**Short exercise 1:**
In the forum thread about a young girl's dance classes, rewrite the paragraph that begins "DD does not have" as a short bulleted list that keeps its main facts.
**Short exercise 2:**
Reproduce part of the forum thread about a young girl's dance classes word for word, starting with "My DD has been" and going on through "in to Angelina.".
**Short exercise 3:**
Pick up the forum thread about a young girl's dance classes from its last sentence and continue writing it.

**Supplied passage:**
My DD has been taking dance classes since she was 3 (she is 7). She still loves and lives dance (now she takes 2 hours of dance a week, one hour of ballet and one hour of jazz, she wanted to add a third, but I'd like to hold her at 2 classes per week for next year as well).

My DD is not a frilly girly girl. At school she loves her jeans and tees, and is much more likely to play star wars with the boys, and has never been in to Angelina.







However, she loves ballet and jazz, dances for hours in her room to all different kinds of music, her dance teacher says that DD's concentration and focus in class is very unusual for her age. She loves her costumes (her school has a dress code of just leotard, tights, and shoes, so she never got into the twirly skirt thing...yet anyway) and putting on a performance, though.

DD does not have a "dancer's body". She is tall (already almost 5' at 7 year years old) and solid muscle. However, her dance school has girls and women of all shapes and sizes (including en pointe), they are non-competative, and it's very important to the instructors that the kids learn to appreciate dance (even if they'll never do it professionally) and don't lose their love of dancing themselves.

I love her dance school! I really appreciate that you only have to look at the kids to get the impression that dance does not belong to one body type of dancer. That was frankly the most important thing to me, that and an excellent teacher! Our excellent teacher bought the dance school last year (yay!) so as long as DD wants to, we'll be going there!

So I wanted to encourage you youngest dancer parents, even when the all-the-time dress up obsession ends, it doesn't mean that the kiddos love dance any less! I think the outfits and "pretties" catch the eye first, but after 3 years my DD's passion for dance has only grown!


----------



## BellaClaudia (Aug 1, 2008)

LaLaLaLa said:


> I'm a reluctant joiner, as a tomboyish person who expected to guide my DD toward other sports. And, to be fair, she does play soccer. But at nearly five years old, she has also made clear that she has a passion for the dance.

**Dataset excerpt:**
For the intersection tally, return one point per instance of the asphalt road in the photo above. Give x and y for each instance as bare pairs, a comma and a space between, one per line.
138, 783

**Expected output 1:**
- The daughter does not have a "dancer's body."
- She is tall, almost 5' at 7 years old, and solid muscle.
- Her dance school has girls and women of all shapes and sizes, including dancers en pointe.
- The school is non-competitive.
- The instructors care most that the kids learn to appreciate dance, even if they never dance professionally, and that they keep their own love of dancing.

**Expected output 2:**
My DD has been taking dance classes since she was 3 (she is 7). She still loves and lives dance (now she takes 2 hours of dance a week, one hour of ballet and one hour of jazz, she wanted to add a third, but I'd like to hold her at 2 classes per week for next year as well).

My DD is not a frilly girly girl. At school she loves her jeans and tees, and is much more likely to play star wars with the boys, and has never been in to Angelina.

**Expected output 3:**
> 
> QUOTE]
> 
> ...


----------



## cedoreilly (May 21, 2005)

My DD has just finished her third year of dance (two years of pre-school dance and Beginner Tap this year). She wants to do both Ballet and Tap next year. She LOVES it and has made so many little dance friends.

We do classes through the town and they are very laid back. There is no competition team which I like. Even if they did, my DD would not be doing it because we could not afford it.


----------



## jennydecki (Jun 8, 2009)

We just finished our first year of dance classes (dd is 4 now) - she loved it but when she saw her sister was in tumbling class and sister (3) saw dance class they are switching it up for the summer.

I hope at least one of them sticks with dance, because they look SO CUTE in the little wrap skirts and leotards. It makes my hear melt every time.


----------



## Aufilia (Jul 31, 2007)

What a timely thread! DD (nearly 3.5) has been interested in ballet ever since we saw a performance a couple months ago during an arts festival at the local mall.

I have found 3 or 4 places I could sign her up but I can't decide what would be best. The thing is she has some sensory processing sensitivities and doesn't so well in environments that are chaotic, and all the "Creative movement" class descriptions that ballet studios seem to offer for her age groups sound like they might be too much noise and activity and kids running around for her. I think she'd do great in a class where they actually just held onto a barre and moved their legs around.... but not so much if the kids are running in a circle and singing at the same time or whatnot.


----------



## NoliMum (Jan 18, 2007)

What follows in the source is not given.